= Données fournies =
━━━━━━━━━━━━━━━━━━━━

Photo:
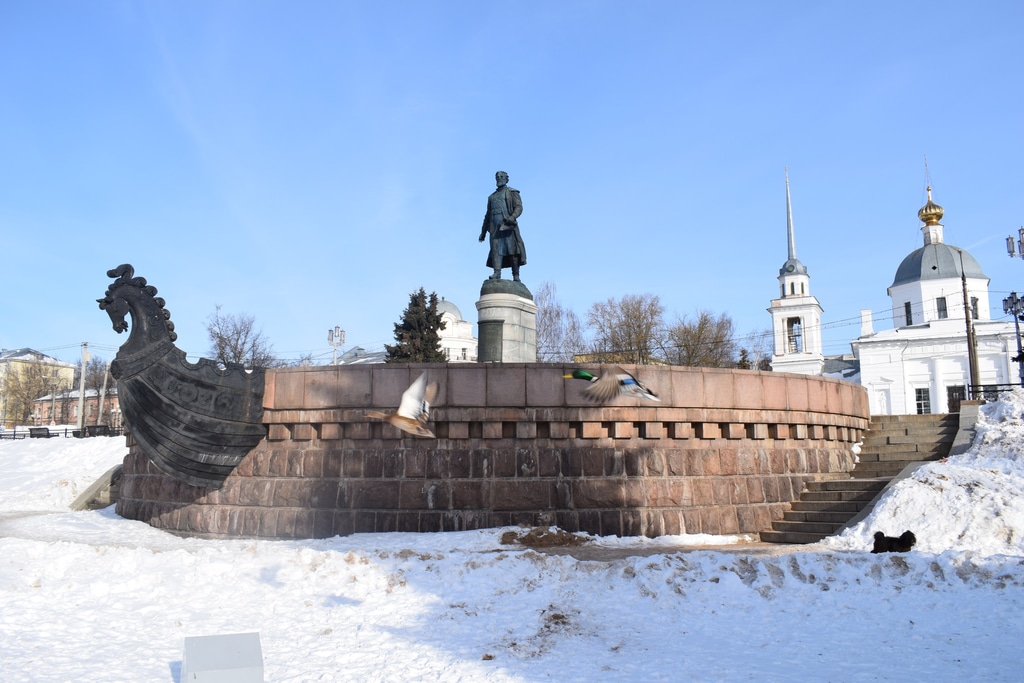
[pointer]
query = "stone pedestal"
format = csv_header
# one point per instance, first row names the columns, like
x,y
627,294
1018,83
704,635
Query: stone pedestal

━━━━━━━━━━━━━━━━━━━━

= Énoncé =
Pouvez-vous recopier ces lignes en renommant « pedestal » en « plinth » partout, sans rien modifier d'autre et sans reprendre les images ?

= Exercice corrigé =
Photo:
[pointer]
query = "stone plinth"
format = csv_header
# one point per instance, first row names the columns, like
x,y
627,294
1018,83
704,635
Query: stone plinth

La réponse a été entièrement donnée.